__SUPPLIED TEXT__:
----------
On Thursday, equity markets climbed in Europe as investors digested significant interest rate statements from the Bank of England (BoE) and the European Central Bank (ECB).
Despite a stronger pound, the FTSE 100 (FTSE) rose over 1.3% in London, while the CAC (FCHI) rose 1.2% in Paris and the Frankfurt DAX (GDAXI) increased 1.1%.
It happened as the Bank of England raised UK interest rates from 0.1% to 0.25% in an attempt to curb skyrocketing inflation. This was the first increase since the beginning of the coronavirus crisis.
At the same time, the European Central Bank agreed to keep interest rates steady in the face of growing inflation throughout the EU.
The Monetary Policy Committee (MPC) opted 8-1 to act, despite criticism from the International Monetary Fund (IMF), which warned against additional postponements. It also decided 9-0 to keep the level of quantitative easing at £895 billion ($1.2 trillion).
----------
__EXTRACTED DATA__:

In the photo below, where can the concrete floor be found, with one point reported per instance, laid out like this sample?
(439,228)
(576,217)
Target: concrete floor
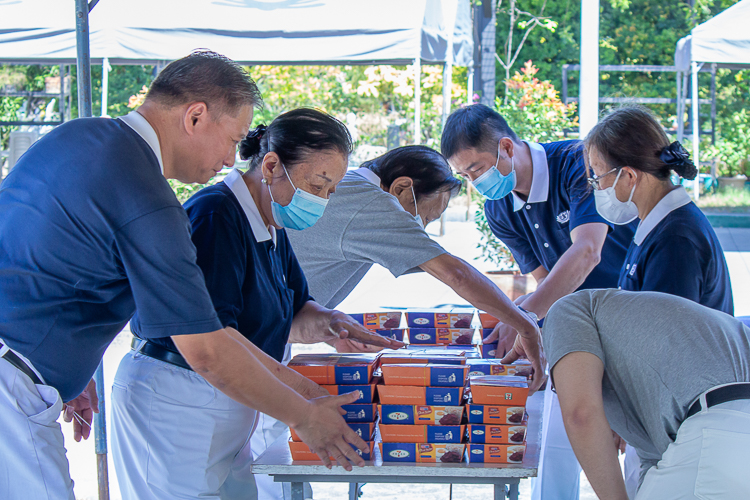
(379,288)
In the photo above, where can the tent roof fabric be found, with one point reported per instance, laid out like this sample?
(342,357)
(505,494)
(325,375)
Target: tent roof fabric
(247,31)
(723,39)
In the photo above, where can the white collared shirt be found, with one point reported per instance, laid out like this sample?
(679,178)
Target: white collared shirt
(142,127)
(675,199)
(539,190)
(236,183)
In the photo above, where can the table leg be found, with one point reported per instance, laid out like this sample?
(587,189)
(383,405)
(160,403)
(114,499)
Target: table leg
(500,491)
(353,491)
(513,491)
(298,491)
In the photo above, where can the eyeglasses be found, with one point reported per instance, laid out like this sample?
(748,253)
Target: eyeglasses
(594,180)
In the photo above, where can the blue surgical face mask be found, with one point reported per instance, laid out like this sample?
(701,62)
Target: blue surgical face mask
(494,185)
(302,212)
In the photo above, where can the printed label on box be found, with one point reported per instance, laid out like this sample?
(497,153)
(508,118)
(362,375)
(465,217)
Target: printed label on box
(359,413)
(493,414)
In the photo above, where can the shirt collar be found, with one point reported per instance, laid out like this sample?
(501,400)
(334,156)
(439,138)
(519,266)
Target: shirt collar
(675,199)
(142,127)
(539,178)
(369,175)
(236,183)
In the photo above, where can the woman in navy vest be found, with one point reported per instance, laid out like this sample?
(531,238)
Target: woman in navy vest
(675,250)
----------
__TASK SET__:
A - In the market report, what level did the Bank of England raise UK interest rates to?
B - Write out the stretch of the market report from "On Thursday, equity" through "the coronavirus crisis.".

__ANSWERS TO EACH TASK__:
A - 0.25%, up from 0.1%.

B -
On Thursday, equity markets climbed in Europe as investors digested significant interest rate statements from the Bank of England (BoE) and the European Central Bank (ECB).
Despite a stronger pound, the FTSE 100 (FTSE) rose over 1.3% in London, while the CAC (FCHI) rose 1.2% in Paris and the Frankfurt DAX (GDAXI) increased 1.1%.
It happened as the Bank of England raised UK interest rates from 0.1% to 0.25% in an attempt to curb skyrocketing inflation. This was the first increase since the beginning of the coronavirus crisis.